* EXERCISE PROMPT *
A full and exact copy of the listing that follows is needed.
◇ ◇ ◇
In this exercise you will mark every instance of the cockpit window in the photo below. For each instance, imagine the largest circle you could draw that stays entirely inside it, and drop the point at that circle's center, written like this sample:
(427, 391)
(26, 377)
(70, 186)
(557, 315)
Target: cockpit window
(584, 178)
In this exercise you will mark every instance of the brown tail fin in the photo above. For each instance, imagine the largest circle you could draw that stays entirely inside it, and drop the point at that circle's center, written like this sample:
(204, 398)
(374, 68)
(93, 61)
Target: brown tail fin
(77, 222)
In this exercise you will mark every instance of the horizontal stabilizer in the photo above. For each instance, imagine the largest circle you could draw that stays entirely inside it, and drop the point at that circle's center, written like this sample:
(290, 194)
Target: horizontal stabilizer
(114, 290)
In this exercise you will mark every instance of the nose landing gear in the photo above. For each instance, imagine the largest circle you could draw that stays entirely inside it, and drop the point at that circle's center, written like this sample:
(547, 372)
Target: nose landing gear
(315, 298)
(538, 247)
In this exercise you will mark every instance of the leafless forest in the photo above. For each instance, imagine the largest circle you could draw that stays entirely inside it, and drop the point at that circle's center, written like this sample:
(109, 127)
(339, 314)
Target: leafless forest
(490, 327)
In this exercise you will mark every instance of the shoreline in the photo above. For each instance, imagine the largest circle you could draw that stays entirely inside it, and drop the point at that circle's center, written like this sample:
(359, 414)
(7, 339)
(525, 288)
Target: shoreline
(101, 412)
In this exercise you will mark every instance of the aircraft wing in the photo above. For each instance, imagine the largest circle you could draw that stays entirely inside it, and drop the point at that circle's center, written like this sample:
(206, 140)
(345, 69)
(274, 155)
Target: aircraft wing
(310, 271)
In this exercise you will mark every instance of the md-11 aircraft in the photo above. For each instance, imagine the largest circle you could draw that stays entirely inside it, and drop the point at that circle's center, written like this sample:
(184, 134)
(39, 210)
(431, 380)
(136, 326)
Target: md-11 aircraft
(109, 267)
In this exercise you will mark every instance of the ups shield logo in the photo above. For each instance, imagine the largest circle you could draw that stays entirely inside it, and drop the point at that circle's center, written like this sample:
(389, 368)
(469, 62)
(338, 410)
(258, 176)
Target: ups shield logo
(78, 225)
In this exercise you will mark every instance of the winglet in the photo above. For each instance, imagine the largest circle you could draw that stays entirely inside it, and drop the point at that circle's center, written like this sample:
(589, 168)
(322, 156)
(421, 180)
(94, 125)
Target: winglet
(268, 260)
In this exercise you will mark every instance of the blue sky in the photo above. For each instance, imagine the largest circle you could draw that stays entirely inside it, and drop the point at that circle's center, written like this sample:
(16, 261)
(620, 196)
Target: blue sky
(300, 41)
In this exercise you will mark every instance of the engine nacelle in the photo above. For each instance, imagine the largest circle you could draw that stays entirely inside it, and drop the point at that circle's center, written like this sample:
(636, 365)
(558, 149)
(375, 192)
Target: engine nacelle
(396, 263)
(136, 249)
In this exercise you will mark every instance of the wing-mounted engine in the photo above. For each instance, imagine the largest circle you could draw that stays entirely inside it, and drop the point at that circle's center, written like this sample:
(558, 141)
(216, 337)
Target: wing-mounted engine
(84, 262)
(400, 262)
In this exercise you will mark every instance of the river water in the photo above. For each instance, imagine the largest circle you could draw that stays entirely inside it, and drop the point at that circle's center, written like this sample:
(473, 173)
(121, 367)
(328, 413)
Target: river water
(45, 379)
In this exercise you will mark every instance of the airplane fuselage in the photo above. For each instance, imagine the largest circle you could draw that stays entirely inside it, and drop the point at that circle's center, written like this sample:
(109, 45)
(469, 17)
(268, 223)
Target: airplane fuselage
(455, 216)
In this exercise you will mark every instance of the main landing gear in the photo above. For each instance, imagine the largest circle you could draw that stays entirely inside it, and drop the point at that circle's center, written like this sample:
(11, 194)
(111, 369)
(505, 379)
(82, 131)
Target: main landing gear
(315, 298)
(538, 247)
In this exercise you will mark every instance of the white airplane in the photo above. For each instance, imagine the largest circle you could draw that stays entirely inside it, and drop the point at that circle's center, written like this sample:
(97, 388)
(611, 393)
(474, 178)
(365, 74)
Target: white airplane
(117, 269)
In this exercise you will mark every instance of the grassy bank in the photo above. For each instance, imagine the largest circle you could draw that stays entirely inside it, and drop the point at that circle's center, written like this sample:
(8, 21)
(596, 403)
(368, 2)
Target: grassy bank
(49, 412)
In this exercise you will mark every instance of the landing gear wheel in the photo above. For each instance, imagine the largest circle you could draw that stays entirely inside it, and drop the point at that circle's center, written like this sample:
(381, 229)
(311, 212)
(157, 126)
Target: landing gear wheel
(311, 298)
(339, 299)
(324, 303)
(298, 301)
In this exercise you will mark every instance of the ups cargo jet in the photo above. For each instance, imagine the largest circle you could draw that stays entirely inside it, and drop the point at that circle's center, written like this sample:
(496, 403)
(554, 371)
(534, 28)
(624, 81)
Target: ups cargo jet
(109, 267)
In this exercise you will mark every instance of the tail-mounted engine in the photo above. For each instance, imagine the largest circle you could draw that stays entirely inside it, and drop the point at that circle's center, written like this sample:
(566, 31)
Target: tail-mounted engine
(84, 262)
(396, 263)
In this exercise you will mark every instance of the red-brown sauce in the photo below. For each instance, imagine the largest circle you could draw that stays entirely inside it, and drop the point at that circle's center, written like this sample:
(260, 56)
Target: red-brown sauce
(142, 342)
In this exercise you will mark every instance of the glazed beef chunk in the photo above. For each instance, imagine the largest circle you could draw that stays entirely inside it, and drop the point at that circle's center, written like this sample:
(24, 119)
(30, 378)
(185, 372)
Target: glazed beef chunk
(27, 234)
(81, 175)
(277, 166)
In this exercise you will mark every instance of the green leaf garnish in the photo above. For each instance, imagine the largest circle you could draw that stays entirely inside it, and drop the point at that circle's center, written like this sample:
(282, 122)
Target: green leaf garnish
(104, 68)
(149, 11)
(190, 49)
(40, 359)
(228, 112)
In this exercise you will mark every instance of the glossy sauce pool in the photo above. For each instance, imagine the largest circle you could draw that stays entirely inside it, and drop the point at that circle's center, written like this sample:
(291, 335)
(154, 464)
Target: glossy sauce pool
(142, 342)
◇ ◇ ◇
* WRITTEN SOLUTION *
In this exercise you will mark every instance of the cockpit window in the photo below. For each instance, imagine the largest circle you could draw that stays entirely inside it, and drop the point at that circle's center, written like this sample:
(427, 391)
(26, 377)
(70, 186)
(557, 315)
Target: cockpit window
(584, 178)
In this exercise you will mark every instance of the brown tail fin in the photo above. For each instance, imagine the largest circle you could draw that stays entirely inside it, and drop the point at that circle's center, written like this sample:
(204, 398)
(374, 68)
(93, 61)
Target: brown tail fin
(77, 222)
In this exercise you will mark every instance of the horizontal stabilizer in the photo above. For each instance, imagine the largest circle you could draw that stays entirely inside it, and drop the point at that circle's center, written like this sample:
(290, 194)
Target: horizontal stabilizer
(114, 290)
In this exercise you will mark every instance of the nose landing gear in the photo above. For each instance, imagine the largest circle you could draw that stays entirely inside it, and drop the point at that circle's center, written like this sample:
(547, 372)
Target: nose landing gear
(315, 298)
(538, 247)
In this exercise you will mark every instance of the leafless forest in the photo above. For each instance, imagine the largest circle you could draw that stays entirely inside it, and drop the point at that circle's center, written like this sample:
(109, 127)
(339, 314)
Target: leafless forest
(490, 327)
In this exercise you will mark every instance of the shoreline in the photo above. For each instance, imagine the largest circle you could draw that stays entirely inside it, and drop the point at that circle's center, written like this sample:
(359, 414)
(7, 339)
(525, 288)
Target: shoreline
(101, 412)
In this exercise you will mark every instance of the aircraft wing in the photo above. For each instance, imagine the largest circle you could draw that stays entirely inside it, and drop the point at that circle's center, written like this sample:
(206, 140)
(345, 69)
(274, 155)
Target: aircraft wing
(310, 271)
In this exercise you will mark every instance of the md-11 aircraft in the photo above. For each instance, imagine the largest circle you could draw that stays entirely inside it, and drop the point at that circle's center, written like this sample:
(184, 134)
(39, 210)
(431, 380)
(136, 326)
Target: md-11 aircraft
(109, 267)
In this exercise you will mark every instance of the ups shield logo in the photo above. For each instance, imagine the largest circle you could draw that stays entirely inside it, and drop the point at that circle's center, written like this sample:
(389, 368)
(469, 62)
(338, 410)
(258, 176)
Target: ups shield logo
(78, 225)
In this exercise you will mark every instance of the winglet in the photo above. For each instance, imagine the largest circle you could draw that stays entirely inside it, and drop the point at that circle's center, written like this sample:
(589, 168)
(322, 156)
(421, 180)
(94, 125)
Target: winglet
(268, 260)
In this exercise you will mark every instance of the blue sky in the photo above. For each instance, imagine the largest circle you could draw that stays entirely inside it, and drop the point at that circle's center, written like this sample:
(16, 261)
(620, 196)
Target: blue sky
(300, 41)
In this exercise you will mark every instance of the engine nacelle in the photo above. For each instance, imagine the largest circle you could draw that stays entirely inside it, and drop the point at that circle's center, written like this sample:
(636, 365)
(558, 149)
(375, 192)
Target: engine nacelle
(396, 263)
(136, 249)
In this exercise you will mark every instance of the wing-mounted engine in the photo above. For each instance, imagine the largest circle you could draw that stays entirely inside it, and drop the point at that circle's center, written like this sample:
(558, 141)
(216, 337)
Target: wing-mounted engine
(84, 262)
(400, 262)
In this exercise you will mark every instance of the river water in the photo above. For each instance, imagine the largest circle you could draw that stays entirely inside it, and drop the point at that circle's center, written like this sample:
(473, 173)
(121, 367)
(328, 413)
Target: river water
(45, 379)
In this exercise you will mark every instance of the airplane fuselage in the photo above. For each instance, imagine the largest circle you could draw that stays entirely inside it, and drop the point at that circle's center, written like this sample:
(109, 45)
(469, 17)
(268, 223)
Target: airplane fuselage
(455, 216)
In this exercise you will mark every instance of the main landing gear in the photo above. For each instance, imagine the largest circle you could draw that stays entirely inside it, and drop the point at that circle's center, written like this sample:
(11, 194)
(111, 369)
(505, 379)
(82, 131)
Target: main landing gear
(315, 298)
(538, 247)
In this exercise you will mark every instance of the white airplane in the photo above. For each instance, imagine the largest circle you could draw that stays entirely inside it, and drop the point at that circle's center, written like this sample:
(97, 388)
(611, 393)
(474, 178)
(365, 74)
Target: white airplane
(117, 269)
In this exercise you will mark every instance of the grassy bank in the photo above. For each instance, imagine the largest circle you could draw that stays entirely inside it, and drop the point at that circle's center, written like this sample:
(8, 21)
(596, 403)
(368, 2)
Target: grassy bank
(49, 412)
In this exercise you will mark every instance of the landing gear wheel in the photo above. For each instance, imagine the largest circle you could draw that stays entirely inside it, and drop the point at that circle's center, written like this sample:
(381, 229)
(311, 212)
(157, 126)
Target: landing gear wheel
(311, 298)
(339, 299)
(324, 303)
(298, 301)
In this exercise you will mark every instance of the ups cargo jet in the photo above. For each instance, imagine the largest circle you could draw that stays entirely inside it, and drop the point at that circle's center, written like this sample:
(496, 403)
(554, 371)
(534, 28)
(624, 81)
Target: ups cargo jet
(109, 267)
In this exercise you will mark every instance of the tail-mounted engine in the photo above. For each instance, imagine the largest circle you could draw that stays entirely inside it, and drop the point at that circle's center, written like this sample:
(566, 31)
Target: tail-mounted engine
(84, 262)
(396, 263)
In this exercise you will mark every instance of the red-brown sauce in the photo below. For each instance, imagine the largest circle you could draw that stays entirely inside it, and drop the point at that circle's center, written like this sample:
(260, 56)
Target: red-brown sauce
(142, 342)
In this exercise you will mark every instance of the glazed beef chunk in the photo above. For each instance, imagine the largest circle you could draw that stays entirely inside it, and drop the point at that circle's center, written like this sample:
(24, 119)
(30, 378)
(185, 372)
Target: glazed beef chunk
(27, 234)
(81, 175)
(277, 166)
In this exercise you will mark every instance of the green leaf garnish in the photo above. For each instance, imagine the largest circle you could draw that stays entirely inside it, and drop the point at that circle's center, written like this sample:
(282, 122)
Target: green leaf garnish
(104, 68)
(149, 11)
(190, 49)
(40, 359)
(228, 112)
In this exercise you will mark every instance of the glossy sauce pool in the photo above. For each instance, imagine the largest circle you could draw that stays entirely inside it, and drop the point at that circle's center, written like this sample:
(291, 335)
(154, 464)
Target: glossy sauce pool
(142, 342)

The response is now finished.